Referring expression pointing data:
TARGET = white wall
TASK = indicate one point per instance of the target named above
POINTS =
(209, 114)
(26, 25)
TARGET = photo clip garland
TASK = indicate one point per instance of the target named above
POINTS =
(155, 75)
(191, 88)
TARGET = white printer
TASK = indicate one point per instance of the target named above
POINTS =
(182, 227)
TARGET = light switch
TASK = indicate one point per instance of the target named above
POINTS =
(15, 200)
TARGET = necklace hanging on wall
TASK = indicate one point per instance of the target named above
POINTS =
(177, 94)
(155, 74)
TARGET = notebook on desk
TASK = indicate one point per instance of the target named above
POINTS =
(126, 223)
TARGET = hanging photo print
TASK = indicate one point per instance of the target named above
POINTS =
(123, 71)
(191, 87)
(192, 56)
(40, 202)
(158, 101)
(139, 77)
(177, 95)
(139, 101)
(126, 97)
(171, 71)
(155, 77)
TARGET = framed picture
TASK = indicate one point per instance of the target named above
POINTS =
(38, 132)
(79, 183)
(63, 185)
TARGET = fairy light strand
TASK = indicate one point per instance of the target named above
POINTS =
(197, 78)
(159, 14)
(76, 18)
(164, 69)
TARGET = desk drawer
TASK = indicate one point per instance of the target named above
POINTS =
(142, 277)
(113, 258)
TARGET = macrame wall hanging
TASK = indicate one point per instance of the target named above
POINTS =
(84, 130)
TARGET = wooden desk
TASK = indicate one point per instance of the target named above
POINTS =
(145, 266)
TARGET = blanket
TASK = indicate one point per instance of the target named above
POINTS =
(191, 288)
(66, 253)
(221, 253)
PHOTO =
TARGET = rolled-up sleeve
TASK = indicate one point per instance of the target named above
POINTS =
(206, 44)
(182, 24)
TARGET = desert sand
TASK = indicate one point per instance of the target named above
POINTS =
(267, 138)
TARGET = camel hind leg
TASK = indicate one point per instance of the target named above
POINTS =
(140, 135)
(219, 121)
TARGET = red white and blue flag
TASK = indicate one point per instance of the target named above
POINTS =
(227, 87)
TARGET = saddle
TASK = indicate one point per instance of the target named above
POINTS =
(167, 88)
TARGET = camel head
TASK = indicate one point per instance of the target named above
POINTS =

_Activity:_ Where in the records above does the word "camel" appear? Copy each line that holds it.

_Answer below:_
TARGET = camel hind leg
TARGET = camel head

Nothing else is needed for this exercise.